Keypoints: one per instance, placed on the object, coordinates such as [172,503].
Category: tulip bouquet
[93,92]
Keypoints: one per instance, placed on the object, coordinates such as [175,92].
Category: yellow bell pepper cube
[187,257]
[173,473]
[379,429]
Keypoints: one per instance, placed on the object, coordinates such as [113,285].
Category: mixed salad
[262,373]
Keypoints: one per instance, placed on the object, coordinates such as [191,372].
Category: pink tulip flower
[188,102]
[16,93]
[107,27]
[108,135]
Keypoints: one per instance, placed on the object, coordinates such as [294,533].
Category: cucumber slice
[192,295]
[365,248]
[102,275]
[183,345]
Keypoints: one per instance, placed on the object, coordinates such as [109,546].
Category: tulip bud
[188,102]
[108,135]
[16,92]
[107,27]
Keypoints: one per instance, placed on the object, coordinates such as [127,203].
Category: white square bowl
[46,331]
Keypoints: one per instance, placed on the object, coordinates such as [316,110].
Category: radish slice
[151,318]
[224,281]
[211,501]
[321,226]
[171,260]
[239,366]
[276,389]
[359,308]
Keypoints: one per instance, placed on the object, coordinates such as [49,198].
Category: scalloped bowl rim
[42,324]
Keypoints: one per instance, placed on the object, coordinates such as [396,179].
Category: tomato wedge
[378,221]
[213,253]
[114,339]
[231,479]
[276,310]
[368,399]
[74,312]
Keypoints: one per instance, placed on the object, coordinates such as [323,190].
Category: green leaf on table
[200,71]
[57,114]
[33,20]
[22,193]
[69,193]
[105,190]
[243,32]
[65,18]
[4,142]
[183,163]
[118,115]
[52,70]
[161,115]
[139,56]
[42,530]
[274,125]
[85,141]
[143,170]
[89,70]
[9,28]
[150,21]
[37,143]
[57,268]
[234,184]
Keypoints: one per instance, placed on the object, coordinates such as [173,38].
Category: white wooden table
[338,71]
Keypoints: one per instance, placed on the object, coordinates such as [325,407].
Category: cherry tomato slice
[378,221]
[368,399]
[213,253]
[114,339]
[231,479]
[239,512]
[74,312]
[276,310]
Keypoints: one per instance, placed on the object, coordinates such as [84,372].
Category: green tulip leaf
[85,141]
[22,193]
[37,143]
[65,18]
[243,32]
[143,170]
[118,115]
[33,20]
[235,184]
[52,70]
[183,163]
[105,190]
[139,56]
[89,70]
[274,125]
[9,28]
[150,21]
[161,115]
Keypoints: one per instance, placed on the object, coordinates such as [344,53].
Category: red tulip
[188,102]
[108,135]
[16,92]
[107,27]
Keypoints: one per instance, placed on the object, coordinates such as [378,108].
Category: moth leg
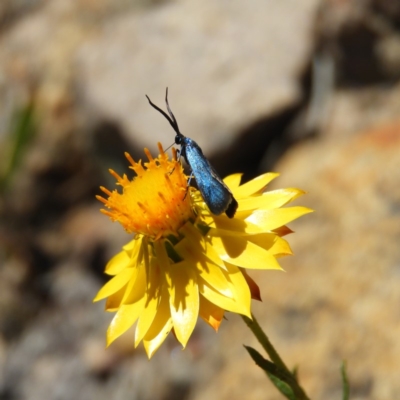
[179,154]
[188,185]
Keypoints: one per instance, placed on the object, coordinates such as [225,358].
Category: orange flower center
[155,203]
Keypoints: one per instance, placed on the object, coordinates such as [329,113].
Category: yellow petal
[211,313]
[238,282]
[152,302]
[233,181]
[272,219]
[277,246]
[254,289]
[115,284]
[243,253]
[221,301]
[184,302]
[254,186]
[161,326]
[125,317]
[118,263]
[231,224]
[114,301]
[136,286]
[270,200]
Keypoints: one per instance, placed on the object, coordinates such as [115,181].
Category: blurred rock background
[309,88]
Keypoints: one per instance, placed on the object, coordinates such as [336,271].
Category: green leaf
[345,381]
[278,376]
[19,136]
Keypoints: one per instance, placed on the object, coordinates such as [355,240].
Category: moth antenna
[171,113]
[171,119]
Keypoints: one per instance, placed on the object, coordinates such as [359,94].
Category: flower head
[185,262]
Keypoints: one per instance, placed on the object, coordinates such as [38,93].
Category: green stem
[273,355]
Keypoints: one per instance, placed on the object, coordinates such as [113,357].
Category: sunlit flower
[183,261]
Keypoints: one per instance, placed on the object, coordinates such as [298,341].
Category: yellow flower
[185,262]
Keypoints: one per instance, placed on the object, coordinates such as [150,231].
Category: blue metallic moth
[215,193]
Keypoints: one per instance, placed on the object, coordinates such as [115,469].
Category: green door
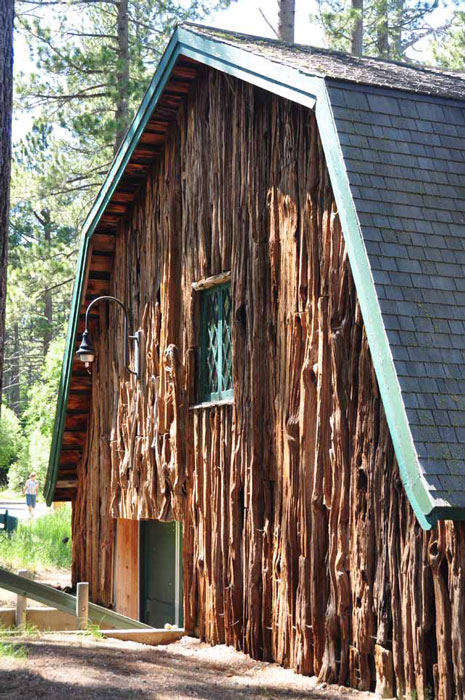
[161,573]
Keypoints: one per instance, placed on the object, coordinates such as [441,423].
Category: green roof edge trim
[111,181]
[383,362]
[309,91]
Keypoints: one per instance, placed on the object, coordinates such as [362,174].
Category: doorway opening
[161,573]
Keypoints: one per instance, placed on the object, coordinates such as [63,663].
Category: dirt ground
[73,667]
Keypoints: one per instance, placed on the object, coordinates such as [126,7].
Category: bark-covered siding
[300,544]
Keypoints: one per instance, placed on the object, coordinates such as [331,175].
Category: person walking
[31,488]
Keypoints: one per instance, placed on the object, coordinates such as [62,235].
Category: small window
[216,346]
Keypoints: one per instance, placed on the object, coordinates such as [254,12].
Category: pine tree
[94,61]
[383,28]
[6,86]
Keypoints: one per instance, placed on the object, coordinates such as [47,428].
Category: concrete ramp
[66,602]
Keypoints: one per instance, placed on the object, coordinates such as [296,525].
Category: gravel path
[73,667]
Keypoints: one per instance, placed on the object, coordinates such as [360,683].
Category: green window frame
[216,343]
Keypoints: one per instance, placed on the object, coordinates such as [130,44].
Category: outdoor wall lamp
[86,352]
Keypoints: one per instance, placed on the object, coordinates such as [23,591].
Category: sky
[247,16]
[241,16]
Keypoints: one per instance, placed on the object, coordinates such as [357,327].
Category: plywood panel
[127,568]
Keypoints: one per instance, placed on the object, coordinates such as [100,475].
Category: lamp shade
[86,352]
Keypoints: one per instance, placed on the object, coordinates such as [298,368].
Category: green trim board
[376,333]
[309,89]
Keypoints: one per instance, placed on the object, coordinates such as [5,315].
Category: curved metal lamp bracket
[136,337]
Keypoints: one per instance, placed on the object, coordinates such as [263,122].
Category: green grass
[38,543]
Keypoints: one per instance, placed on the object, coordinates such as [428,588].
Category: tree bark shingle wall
[299,542]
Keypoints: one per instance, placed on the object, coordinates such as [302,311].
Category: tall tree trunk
[356,43]
[48,306]
[396,31]
[122,109]
[286,20]
[6,93]
[15,373]
[382,29]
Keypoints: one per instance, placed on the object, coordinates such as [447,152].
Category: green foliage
[12,649]
[93,630]
[390,27]
[11,438]
[93,62]
[449,51]
[39,542]
[38,419]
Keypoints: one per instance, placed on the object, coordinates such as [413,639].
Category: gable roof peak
[332,64]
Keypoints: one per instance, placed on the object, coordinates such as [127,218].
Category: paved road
[18,509]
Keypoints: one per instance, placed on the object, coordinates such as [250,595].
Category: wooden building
[286,227]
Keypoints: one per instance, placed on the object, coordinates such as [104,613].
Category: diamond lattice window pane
[226,340]
[212,342]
= = = = =
== REQUIREMENTS ==
Reproduce the material above in full, exactly, with no images.

== RESULT BELOW ==
Keypoints: one per instance, placed on the object, coordinates such as [172,503].
Category: tulip bouquet
[93,92]
Keypoints: one per instance, placed on the object, coordinates such as [175,92].
Category: yellow bell pepper cube
[187,257]
[173,473]
[379,429]
Keypoints: one per instance, placed on the object, coordinates such as [113,285].
Category: mixed salad
[262,373]
Keypoints: one per instance, placed on the object, coordinates such as [191,372].
Category: pink tulip flower
[188,102]
[16,93]
[107,27]
[108,135]
Keypoints: one per instance, placed on the object, coordinates such as [294,533].
Category: cucumber slice
[192,295]
[365,248]
[102,275]
[183,345]
Keypoints: one per instance, placed on the object, coordinates such as [109,546].
Category: tulip bud
[188,102]
[108,135]
[16,92]
[107,27]
Keypoints: one per instance, placed on the object, coordinates such as [127,203].
Category: white square bowl
[46,331]
Keypoints: one per instance, placed on the object, coordinates such as [316,110].
Category: radish slice
[151,318]
[224,281]
[211,501]
[321,226]
[171,260]
[239,366]
[276,389]
[359,308]
Keypoints: one per instance, placed on the object, coordinates such as [49,198].
Category: scalloped bowl rim
[42,324]
Keypoints: one per instance, placed on the object, coordinates such as [396,179].
Category: tomato wedge
[378,221]
[213,253]
[114,339]
[231,479]
[276,310]
[368,399]
[74,312]
Keypoints: one per instance, placed on the object, coordinates such as [323,190].
Category: green leaf on table
[200,71]
[57,114]
[33,20]
[22,193]
[69,193]
[105,190]
[243,32]
[65,18]
[4,142]
[183,163]
[118,115]
[52,70]
[161,115]
[139,56]
[42,530]
[274,125]
[85,141]
[143,170]
[89,70]
[9,28]
[150,21]
[37,143]
[57,268]
[234,184]
Keypoints: one per instance, placed on the object, coordinates such as [173,38].
Category: white wooden table
[338,71]
Keypoints: one per instance, placed on the object, coordinates such as [325,407].
Category: cherry tomato slice
[378,221]
[368,399]
[213,253]
[114,339]
[231,479]
[239,512]
[74,312]
[276,310]
Keypoints: one per instance, placed on the object, coordinates such as [84,372].
Category: green tulip leaf
[85,141]
[22,193]
[37,143]
[65,18]
[243,32]
[143,170]
[118,115]
[33,20]
[235,184]
[52,70]
[183,163]
[105,190]
[139,56]
[89,70]
[274,125]
[9,28]
[150,21]
[161,115]
Keypoints: one per instance, placed on the object, coordinates such as [344,53].
Category: red tulip
[188,102]
[108,135]
[16,92]
[107,27]
Keypoints: one per instance, placed on the object, coordinates such as [378,108].
Category: moth leg
[179,154]
[188,185]
Keypoints: one per instance, placed on the object, coordinates such as [225,358].
Category: orange flower center
[155,203]
Keypoints: one per instance, placed on the object, coordinates such as [329,113].
Category: yellow petal
[211,313]
[238,282]
[152,302]
[233,181]
[272,219]
[277,246]
[254,289]
[115,284]
[243,253]
[221,301]
[184,302]
[254,186]
[161,326]
[125,317]
[118,263]
[231,224]
[114,301]
[136,286]
[270,200]
Keypoints: one per instance, placed on the object, coordinates such as [115,181].
Category: blurred rock background
[309,88]
Keypoints: one per instance, placed on the object, coordinates such as [336,271].
Category: green leaf
[345,381]
[278,376]
[19,136]
Keypoints: one per instance, placed on the object, coordinates such as [355,240].
Category: moth antenna
[171,113]
[171,119]
Keypoints: one per instance, placed on the object, coordinates such as [359,94].
Category: flower head
[185,262]
Keypoints: one per instance, placed on the object, coordinates such as [38,93].
Category: green stem
[273,355]
Keypoints: one per instance, placed on the object, coordinates such as [113,357].
Category: sunlit flower
[183,261]
Keypoints: one per instance, placed on the object, coordinates such as [298,341].
Category: yellow flower
[185,262]
Keypoints: one per instance, placed on the object, coordinates such as [150,231].
Category: blue metallic moth
[215,193]
Keypoints: one per instance, placed on the object, coordinates such as [115,469].
Category: green door
[161,573]
Keypoints: one per instance, placed on the object, coordinates such as [441,423].
Category: green roof edge trim
[111,181]
[383,362]
[309,91]
Keypoints: one per instance, placed on the object, coordinates such as [362,174].
Category: doorway opening
[161,573]
Keypoints: one per instance, placed on the object, coordinates such as [63,663].
Category: dirt ground
[73,667]
Keypoints: one per instance, placed on the object, coordinates such as [126,7].
Category: bark-covered siding
[300,544]
Keypoints: one per instance, placed on the object, coordinates such as [331,175].
Category: person walking
[31,488]
Keypoints: one per instance, placed on the object, coordinates such as [62,235].
Category: small window
[216,346]
Keypoints: one per instance, placed on the object, coordinates such as [254,12].
Category: pine tree
[94,61]
[383,28]
[6,86]
Keypoints: one per instance, placed on the object, coordinates such as [47,428].
Category: concrete ramp
[66,602]
Keypoints: one per instance, placed on the object, coordinates such as [296,525].
Category: gravel path
[73,667]
Keypoints: one per instance, placed on the object, coordinates such as [360,683].
Category: green window frame
[216,343]
Keypoints: one per instance, placed on the object, coordinates such as [130,44].
Category: outdoor wall lamp
[86,352]
Keypoints: one per instance, placed on the object, coordinates such as [23,591].
Category: sky
[247,16]
[241,16]
Keypoints: one per instance, placed on the object, coordinates such as [357,327].
Category: plywood panel
[127,568]
Keypoints: one per instance, placed on the object, coordinates such as [100,475].
Category: lamp shade
[86,352]
Keypoints: one per instance, placed on the object, coordinates such as [298,368].
Category: green trim board
[376,333]
[309,89]
Keypoints: one per instance, placed on the object, coordinates such as [5,315].
Category: curved metal lamp bracket
[136,337]
Keypoints: one per instance, placed on the object, coordinates such as [263,122].
Category: green grass
[38,543]
Keypoints: one per instance, placed on the object, coordinates such as [428,588].
Category: tree bark shingle wall
[299,542]
Keypoints: one per instance, placed on the object, coordinates such as [302,311].
Category: tall tree trunk
[356,43]
[48,306]
[396,31]
[122,109]
[286,20]
[6,93]
[15,373]
[382,29]
Keypoints: one per instance, placed on the object, coordinates such as [447,152].
Category: green foliage
[12,649]
[93,630]
[390,27]
[11,438]
[93,62]
[449,51]
[39,542]
[38,419]
Keypoints: one per instance, placed on the object, coordinates such as [413,639].
Category: gable roof peak
[332,64]
Keypoints: one per instance, placed on the object, coordinates such as [127,218].
Category: paved road
[18,509]
Keypoints: one per instance, placed on the object, coordinates such as [250,595].
Category: wooden building
[286,227]
Keypoints: one per instance, placed on the object, coordinates such as [104,613].
Category: diamond lattice window pane
[226,340]
[212,342]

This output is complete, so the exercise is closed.